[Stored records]
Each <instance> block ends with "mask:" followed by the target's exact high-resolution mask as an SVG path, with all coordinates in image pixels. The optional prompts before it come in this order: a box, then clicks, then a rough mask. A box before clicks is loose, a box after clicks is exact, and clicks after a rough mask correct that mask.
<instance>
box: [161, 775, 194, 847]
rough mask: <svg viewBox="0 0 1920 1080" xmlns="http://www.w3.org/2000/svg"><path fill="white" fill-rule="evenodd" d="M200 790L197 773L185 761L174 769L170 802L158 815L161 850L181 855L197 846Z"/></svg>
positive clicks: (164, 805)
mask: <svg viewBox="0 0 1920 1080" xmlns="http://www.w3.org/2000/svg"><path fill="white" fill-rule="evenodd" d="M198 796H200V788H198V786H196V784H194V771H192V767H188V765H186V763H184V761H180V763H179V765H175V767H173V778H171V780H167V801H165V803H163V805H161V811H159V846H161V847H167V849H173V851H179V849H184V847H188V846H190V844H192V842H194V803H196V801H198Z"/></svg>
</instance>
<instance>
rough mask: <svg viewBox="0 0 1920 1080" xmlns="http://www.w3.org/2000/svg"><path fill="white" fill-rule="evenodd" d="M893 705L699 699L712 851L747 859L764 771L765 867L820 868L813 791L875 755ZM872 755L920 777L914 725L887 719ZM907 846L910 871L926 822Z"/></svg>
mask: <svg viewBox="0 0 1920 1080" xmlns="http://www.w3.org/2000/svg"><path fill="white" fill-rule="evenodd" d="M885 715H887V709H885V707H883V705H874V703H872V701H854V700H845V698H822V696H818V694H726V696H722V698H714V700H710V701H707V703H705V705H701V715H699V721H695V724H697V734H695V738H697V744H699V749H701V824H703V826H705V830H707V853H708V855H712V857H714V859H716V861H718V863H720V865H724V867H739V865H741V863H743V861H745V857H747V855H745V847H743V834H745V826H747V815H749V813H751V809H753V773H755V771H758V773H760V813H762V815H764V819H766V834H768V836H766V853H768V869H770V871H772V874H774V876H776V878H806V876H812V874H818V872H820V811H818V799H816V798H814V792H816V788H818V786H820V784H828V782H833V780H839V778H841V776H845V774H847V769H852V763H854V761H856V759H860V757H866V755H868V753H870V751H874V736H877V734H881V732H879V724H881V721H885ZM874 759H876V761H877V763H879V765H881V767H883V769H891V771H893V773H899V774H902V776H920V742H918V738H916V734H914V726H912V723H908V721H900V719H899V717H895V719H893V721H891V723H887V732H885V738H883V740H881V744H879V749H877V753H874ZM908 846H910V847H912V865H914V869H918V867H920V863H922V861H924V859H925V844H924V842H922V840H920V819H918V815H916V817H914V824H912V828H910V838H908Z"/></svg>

- **Activity**:
Restate the data in full so that no line differs from the original.

- **Solution to this task**:
Each <instance> block ends with "mask:" followed by the target's exact high-resolution mask as an SVG path, with all coordinates in image pixels. The optional prompts before it come in this order: a box, then clicks, then a rough mask. A box before clicks is loose, a box after clicks is exact, and clicks after a rough mask correct that mask.
<instance>
box: [161, 775, 194, 847]
rough mask: <svg viewBox="0 0 1920 1080" xmlns="http://www.w3.org/2000/svg"><path fill="white" fill-rule="evenodd" d="M200 790L197 773L185 761L174 769L170 802L158 815L161 850L181 855L197 846Z"/></svg>
positive clicks: (164, 805)
mask: <svg viewBox="0 0 1920 1080" xmlns="http://www.w3.org/2000/svg"><path fill="white" fill-rule="evenodd" d="M198 796H200V788H198V786H196V784H194V771H192V767H188V765H186V763H184V761H180V763H179V765H175V767H173V778H171V780H167V801H165V803H163V805H161V811H159V846H161V847H167V849H173V851H179V849H184V847H188V846H190V844H192V842H194V803H196V801H198Z"/></svg>
</instance>
<instance>
rough mask: <svg viewBox="0 0 1920 1080" xmlns="http://www.w3.org/2000/svg"><path fill="white" fill-rule="evenodd" d="M893 705L699 699L712 851L747 859L764 771L765 867L820 868L813 791L875 755ZM872 755L920 777L914 725L887 719ZM907 846L910 871L926 822Z"/></svg>
mask: <svg viewBox="0 0 1920 1080" xmlns="http://www.w3.org/2000/svg"><path fill="white" fill-rule="evenodd" d="M885 715H887V709H885V707H883V705H874V703H872V701H854V700H845V698H822V696H818V694H726V696H722V698H714V700H710V701H707V703H705V705H701V715H699V721H695V724H697V734H695V738H697V744H699V749H701V824H703V826H705V830H707V853H708V855H712V857H714V859H716V861H718V863H720V865H724V867H739V865H741V863H743V861H745V857H747V855H745V847H743V834H745V826H747V815H749V813H751V809H753V773H755V771H758V773H760V813H762V815H764V819H766V834H768V836H766V853H768V869H770V871H772V874H774V876H776V878H806V876H812V874H818V872H820V811H818V799H816V798H814V792H816V788H818V786H820V784H828V782H833V780H839V778H841V776H845V774H847V769H852V763H854V761H856V759H860V757H866V755H868V753H870V751H874V736H877V734H881V732H879V724H881V721H885ZM874 759H876V761H877V763H879V765H881V767H883V769H891V771H893V773H899V774H902V776H920V742H918V738H916V734H914V726H912V723H908V721H900V719H899V717H895V719H893V721H891V723H887V732H885V738H883V740H881V744H879V749H877V753H874ZM908 846H910V847H912V865H914V869H918V867H920V863H922V861H924V859H925V844H924V842H922V840H920V819H918V815H916V817H914V824H912V828H910V838H908Z"/></svg>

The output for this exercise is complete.